→ Excerpt:
%%
Eh, I'm happy with the amount of rock I have. I figure I'll get a bit more small peices of rock and maybe a bit of base rock like ya said. I think the tank looks pretty good though. Another FTS.


----------



## Grosse Gurke (Jan 3, 2003)

Coming along nicely


----------



## Guest (Aug 11, 2008)

Very nice "Tibs".

It looks to be progressing well. Good on ya man! Exciting stuff.


----------



## benJii (Feb 17, 2005)

Hey guys. Its been a while since I've posted some new pics, and its a bummer cuz its changed quite a bit. I changed up the rockwork here, moved the powerheads towards the surface and created a better, more filling rock layout. I wasn't getting good flow at all with that setup. I dunno what I was thinking there. Anyways. I was having a bit of algae problems (just simple brown algae blooms) and boy a handful of Chaeto cured that right up. I also got a pretty frogspawn frag, some zoas, a CUC and a pair of Sebaes. I'll throw in pics as I collect them, but heres the FTS for now.


----------



## wally43 (Feb 23, 2007)

nice looking setup man i really like it, like nimso said 250w MH is a lot of light for a 29g, i've been looking for a 150w or 70w for my 29g, i hope u've done ur reading and know about RO uints and have one or at least buy RO/DI water and dont just use tap water, but if its been set up this long and u dont have algae cover ur whole tank then u must be doing something right, again with that light ur gunna wanna keep low light corals either close to the bottom or kinda under something and look in get SPS corals they are a lil more expensive and a lil more demanding but the look awesome and u already have the light for them. again nice tank and keep reading whatever u do
wally


----------



## Guest (Dec 12, 2008)

Update Tibs


----------
%%
→ Prompt A: Display every line of the entries below that contains the string "fingers", matching case exactly.

Collection entries:
%%
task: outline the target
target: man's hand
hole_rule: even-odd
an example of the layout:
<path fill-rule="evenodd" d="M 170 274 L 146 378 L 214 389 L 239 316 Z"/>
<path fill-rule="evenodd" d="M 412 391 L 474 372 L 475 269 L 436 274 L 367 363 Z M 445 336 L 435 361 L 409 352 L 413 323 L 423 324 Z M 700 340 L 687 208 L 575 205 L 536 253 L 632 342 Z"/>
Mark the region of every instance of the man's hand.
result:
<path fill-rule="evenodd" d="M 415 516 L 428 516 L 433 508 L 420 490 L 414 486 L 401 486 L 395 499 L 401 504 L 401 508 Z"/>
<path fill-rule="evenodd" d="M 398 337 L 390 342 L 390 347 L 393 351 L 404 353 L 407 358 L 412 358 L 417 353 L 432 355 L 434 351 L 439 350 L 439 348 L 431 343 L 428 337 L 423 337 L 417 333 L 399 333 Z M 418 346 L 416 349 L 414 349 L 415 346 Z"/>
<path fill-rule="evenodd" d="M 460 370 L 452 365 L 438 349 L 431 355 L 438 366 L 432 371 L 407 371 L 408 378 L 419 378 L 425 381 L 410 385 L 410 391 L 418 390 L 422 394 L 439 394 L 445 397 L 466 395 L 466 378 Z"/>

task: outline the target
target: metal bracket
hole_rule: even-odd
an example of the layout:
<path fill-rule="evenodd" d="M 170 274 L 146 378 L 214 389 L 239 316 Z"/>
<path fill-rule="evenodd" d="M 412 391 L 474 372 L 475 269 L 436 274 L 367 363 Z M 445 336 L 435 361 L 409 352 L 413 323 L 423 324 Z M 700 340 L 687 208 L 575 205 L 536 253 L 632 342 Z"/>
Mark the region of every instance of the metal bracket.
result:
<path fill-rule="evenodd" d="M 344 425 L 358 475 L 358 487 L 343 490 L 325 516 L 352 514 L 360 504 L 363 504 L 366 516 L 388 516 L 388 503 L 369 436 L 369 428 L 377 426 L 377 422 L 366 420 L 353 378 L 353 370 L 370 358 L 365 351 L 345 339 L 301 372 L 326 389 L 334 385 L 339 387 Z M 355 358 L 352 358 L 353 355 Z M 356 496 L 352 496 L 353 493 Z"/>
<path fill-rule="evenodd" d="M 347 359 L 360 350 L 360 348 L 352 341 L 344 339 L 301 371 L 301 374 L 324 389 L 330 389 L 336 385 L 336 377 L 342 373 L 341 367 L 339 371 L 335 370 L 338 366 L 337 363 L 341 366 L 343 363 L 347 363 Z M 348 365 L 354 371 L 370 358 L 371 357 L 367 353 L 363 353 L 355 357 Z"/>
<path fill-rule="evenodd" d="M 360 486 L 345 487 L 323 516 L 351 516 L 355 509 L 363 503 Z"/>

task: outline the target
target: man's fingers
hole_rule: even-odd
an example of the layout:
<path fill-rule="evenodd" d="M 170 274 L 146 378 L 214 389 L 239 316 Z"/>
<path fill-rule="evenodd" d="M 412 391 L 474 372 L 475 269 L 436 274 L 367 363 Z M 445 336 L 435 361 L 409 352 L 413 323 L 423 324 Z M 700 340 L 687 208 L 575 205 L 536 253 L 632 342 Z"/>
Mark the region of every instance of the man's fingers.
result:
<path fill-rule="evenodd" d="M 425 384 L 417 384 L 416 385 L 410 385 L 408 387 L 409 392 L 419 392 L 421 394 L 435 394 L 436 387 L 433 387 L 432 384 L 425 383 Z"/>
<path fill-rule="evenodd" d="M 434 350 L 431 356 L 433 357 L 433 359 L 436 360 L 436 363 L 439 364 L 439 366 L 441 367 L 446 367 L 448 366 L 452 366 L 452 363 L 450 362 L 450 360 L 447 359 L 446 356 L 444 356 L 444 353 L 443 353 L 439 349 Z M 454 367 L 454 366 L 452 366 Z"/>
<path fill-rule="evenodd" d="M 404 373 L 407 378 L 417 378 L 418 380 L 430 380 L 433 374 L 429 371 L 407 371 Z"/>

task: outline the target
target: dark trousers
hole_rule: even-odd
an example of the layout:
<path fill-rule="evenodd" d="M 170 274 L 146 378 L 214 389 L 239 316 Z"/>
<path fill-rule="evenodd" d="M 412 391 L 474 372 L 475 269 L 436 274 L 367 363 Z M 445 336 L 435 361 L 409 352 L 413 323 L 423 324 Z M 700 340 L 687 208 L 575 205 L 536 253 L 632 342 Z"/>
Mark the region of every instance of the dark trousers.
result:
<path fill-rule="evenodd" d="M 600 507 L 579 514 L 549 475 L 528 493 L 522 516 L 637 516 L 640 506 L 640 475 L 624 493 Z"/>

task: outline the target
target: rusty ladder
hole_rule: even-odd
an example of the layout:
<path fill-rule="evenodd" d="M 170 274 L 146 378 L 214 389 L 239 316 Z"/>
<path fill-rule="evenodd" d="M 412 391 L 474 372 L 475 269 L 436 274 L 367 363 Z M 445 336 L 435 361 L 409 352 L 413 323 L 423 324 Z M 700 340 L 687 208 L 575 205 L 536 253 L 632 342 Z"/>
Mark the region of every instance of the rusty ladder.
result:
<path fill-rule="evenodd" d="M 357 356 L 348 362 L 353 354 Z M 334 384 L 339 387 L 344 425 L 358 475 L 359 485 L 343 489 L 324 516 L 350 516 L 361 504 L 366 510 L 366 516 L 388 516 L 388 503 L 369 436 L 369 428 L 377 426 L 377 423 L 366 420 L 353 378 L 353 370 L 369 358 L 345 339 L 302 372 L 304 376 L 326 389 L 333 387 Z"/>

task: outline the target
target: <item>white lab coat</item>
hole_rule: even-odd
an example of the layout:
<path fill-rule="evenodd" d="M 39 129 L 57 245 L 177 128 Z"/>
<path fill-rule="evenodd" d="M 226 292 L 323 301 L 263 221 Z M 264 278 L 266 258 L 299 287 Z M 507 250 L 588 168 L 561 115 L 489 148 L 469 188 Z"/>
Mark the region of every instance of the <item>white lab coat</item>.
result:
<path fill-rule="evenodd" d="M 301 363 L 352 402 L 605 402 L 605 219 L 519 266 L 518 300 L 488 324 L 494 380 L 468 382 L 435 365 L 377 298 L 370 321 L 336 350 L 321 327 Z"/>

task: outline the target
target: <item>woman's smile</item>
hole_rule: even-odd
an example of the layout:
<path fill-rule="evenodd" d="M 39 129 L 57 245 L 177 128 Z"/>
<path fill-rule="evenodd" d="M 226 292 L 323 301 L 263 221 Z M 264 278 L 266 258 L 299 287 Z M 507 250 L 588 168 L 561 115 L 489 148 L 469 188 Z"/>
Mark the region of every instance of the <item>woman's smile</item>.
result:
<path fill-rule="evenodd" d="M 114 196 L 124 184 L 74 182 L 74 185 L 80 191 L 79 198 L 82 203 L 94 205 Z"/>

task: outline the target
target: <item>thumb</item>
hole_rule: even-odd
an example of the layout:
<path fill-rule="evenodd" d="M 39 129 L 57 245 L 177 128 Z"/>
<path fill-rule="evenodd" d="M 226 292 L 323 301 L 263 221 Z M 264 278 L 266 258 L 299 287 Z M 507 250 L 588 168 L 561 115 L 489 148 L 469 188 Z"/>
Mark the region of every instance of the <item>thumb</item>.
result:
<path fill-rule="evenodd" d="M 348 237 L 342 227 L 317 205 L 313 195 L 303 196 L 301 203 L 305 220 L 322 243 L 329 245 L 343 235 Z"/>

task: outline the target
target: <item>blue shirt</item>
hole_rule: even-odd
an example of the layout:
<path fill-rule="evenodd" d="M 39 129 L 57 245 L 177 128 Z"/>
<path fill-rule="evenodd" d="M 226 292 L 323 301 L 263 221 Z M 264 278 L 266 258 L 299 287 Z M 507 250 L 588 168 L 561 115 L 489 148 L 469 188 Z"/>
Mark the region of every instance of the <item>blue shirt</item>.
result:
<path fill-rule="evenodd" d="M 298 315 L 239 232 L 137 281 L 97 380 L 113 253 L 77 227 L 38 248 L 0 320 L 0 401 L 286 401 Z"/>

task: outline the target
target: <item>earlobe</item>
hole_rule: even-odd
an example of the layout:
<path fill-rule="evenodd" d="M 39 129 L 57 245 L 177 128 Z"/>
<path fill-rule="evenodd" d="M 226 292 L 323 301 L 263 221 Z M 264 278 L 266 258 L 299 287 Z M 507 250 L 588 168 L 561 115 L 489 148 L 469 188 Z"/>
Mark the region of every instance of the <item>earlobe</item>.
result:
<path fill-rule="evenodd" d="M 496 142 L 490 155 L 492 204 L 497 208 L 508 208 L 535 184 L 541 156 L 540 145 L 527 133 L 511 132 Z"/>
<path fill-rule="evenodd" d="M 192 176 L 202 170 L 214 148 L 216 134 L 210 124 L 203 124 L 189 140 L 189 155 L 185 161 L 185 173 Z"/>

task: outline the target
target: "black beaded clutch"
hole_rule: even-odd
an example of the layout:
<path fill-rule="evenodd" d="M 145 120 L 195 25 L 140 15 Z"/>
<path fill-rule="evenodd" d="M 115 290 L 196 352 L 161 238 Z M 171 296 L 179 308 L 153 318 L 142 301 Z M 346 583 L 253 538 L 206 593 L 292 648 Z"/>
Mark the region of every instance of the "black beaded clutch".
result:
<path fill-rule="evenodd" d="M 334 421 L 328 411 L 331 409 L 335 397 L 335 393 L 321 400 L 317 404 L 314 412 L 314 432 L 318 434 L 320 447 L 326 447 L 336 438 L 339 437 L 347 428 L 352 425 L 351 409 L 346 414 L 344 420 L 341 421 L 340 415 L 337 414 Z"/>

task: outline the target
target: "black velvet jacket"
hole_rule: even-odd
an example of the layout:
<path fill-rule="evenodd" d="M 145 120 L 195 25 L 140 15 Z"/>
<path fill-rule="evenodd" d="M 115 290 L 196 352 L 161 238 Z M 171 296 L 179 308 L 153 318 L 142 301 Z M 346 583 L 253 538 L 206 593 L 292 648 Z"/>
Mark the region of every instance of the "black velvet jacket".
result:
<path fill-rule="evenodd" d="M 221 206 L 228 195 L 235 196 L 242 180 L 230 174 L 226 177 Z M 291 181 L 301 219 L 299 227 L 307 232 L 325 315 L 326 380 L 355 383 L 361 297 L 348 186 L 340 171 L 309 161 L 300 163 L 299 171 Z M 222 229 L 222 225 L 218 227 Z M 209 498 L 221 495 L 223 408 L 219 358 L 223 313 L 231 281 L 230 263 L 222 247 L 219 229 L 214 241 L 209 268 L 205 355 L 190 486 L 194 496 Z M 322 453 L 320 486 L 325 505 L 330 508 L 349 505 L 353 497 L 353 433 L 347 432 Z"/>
%%
%%
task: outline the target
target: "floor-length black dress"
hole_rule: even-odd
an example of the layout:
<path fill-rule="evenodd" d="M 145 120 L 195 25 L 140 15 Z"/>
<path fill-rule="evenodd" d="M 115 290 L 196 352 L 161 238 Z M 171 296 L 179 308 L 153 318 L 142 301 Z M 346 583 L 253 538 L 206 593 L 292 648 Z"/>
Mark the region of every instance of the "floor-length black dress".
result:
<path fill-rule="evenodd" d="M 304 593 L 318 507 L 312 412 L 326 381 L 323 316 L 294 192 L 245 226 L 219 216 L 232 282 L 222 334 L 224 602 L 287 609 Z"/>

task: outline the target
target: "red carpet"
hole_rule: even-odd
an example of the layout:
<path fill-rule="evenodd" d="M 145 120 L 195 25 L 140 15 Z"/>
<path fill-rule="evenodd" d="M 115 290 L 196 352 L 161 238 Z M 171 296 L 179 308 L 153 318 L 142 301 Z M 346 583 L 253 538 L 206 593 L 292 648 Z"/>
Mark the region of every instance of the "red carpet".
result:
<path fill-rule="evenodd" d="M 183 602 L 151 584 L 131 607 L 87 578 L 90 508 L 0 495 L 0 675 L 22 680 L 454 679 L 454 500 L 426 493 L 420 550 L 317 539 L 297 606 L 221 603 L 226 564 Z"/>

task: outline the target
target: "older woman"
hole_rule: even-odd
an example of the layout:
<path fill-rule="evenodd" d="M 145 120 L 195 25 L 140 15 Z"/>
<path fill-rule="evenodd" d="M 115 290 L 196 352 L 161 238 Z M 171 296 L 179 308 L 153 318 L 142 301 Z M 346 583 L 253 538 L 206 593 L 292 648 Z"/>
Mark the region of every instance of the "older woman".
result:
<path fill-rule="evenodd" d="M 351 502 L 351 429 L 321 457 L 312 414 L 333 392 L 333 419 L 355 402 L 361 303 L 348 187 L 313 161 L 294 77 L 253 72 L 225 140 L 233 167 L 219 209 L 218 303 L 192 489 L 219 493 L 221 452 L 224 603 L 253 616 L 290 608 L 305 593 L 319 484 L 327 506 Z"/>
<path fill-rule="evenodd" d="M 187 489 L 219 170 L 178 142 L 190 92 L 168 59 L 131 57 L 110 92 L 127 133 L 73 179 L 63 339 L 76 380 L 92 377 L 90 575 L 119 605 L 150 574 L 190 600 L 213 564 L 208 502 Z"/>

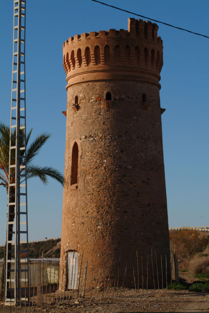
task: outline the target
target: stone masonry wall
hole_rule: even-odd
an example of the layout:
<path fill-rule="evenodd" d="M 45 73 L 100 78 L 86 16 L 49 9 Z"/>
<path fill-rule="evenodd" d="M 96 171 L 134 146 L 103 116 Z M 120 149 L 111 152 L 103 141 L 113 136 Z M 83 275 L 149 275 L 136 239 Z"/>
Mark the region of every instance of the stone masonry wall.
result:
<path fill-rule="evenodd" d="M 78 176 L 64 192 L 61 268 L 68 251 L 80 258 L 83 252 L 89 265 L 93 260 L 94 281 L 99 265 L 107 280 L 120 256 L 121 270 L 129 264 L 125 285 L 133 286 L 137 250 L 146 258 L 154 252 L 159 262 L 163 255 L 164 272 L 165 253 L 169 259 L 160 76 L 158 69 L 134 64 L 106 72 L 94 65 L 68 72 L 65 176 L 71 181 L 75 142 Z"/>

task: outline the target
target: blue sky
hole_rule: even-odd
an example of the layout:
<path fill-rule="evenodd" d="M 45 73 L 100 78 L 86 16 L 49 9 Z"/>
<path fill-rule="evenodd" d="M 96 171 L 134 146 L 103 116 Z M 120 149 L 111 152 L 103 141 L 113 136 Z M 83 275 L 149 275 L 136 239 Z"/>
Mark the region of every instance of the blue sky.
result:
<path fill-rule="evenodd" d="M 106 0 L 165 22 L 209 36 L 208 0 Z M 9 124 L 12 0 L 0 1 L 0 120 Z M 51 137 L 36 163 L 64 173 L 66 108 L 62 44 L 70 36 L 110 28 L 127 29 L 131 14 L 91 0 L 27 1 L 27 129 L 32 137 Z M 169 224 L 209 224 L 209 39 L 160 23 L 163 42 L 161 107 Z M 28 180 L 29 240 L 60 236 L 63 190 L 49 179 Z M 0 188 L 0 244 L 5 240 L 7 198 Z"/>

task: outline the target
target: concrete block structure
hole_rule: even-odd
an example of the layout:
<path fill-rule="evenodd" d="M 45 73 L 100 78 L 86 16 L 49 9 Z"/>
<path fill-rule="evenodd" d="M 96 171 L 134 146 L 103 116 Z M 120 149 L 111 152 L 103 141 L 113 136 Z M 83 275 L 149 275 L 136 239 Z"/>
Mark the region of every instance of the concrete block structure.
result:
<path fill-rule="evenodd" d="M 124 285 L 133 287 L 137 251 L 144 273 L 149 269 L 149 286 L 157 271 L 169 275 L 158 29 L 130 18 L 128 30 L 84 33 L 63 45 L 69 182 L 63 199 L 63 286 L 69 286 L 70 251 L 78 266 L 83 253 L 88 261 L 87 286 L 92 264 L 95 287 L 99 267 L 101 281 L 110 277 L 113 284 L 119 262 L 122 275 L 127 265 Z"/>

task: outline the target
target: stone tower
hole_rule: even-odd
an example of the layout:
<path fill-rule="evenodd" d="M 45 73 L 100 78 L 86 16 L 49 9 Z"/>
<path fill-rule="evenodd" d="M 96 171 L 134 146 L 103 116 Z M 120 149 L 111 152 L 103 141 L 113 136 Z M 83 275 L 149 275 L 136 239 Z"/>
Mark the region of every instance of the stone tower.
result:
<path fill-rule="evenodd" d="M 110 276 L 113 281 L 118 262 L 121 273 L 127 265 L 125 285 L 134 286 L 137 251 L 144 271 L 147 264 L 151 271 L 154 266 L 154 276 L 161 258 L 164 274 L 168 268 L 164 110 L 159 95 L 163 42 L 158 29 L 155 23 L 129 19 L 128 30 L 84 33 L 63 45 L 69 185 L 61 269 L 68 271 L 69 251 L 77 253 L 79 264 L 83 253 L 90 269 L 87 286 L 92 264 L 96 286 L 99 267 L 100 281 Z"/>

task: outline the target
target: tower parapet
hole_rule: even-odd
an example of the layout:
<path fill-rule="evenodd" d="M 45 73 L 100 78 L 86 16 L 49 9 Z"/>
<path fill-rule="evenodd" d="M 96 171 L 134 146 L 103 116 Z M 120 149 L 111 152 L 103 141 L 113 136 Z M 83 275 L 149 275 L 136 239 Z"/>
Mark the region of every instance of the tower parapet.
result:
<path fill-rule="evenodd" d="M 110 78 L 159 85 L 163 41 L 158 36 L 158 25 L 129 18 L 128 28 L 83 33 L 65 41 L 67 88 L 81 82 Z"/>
%%
→ Prompt B: Retype the passage of the reef tank thread, starting at "Hey guys. Its" and continuing down to "(Feb 23, 2007)".

→ Complete answer A:
target: man's fingers
Mark the region of every instance of the man's fingers.

→ Complete answer B:
Hey guys. Its been a while since I've posted some new pics, and its a bummer cuz its changed quite a bit. I changed up the rockwork here, moved the powerheads towards the surface and created a better, more filling rock layout. I wasn't getting good flow at all with that setup. I dunno what I was thinking there. Anyways. I was having a bit of algae problems (just simple brown algae blooms) and boy a handful of Chaeto cured that right up. I also got a pretty frogspawn frag, some zoas, a CUC and a pair of Sebaes. I'll throw in pics as I collect them, but heres the FTS for now.


----------



## wally43 (Feb 23, 2007)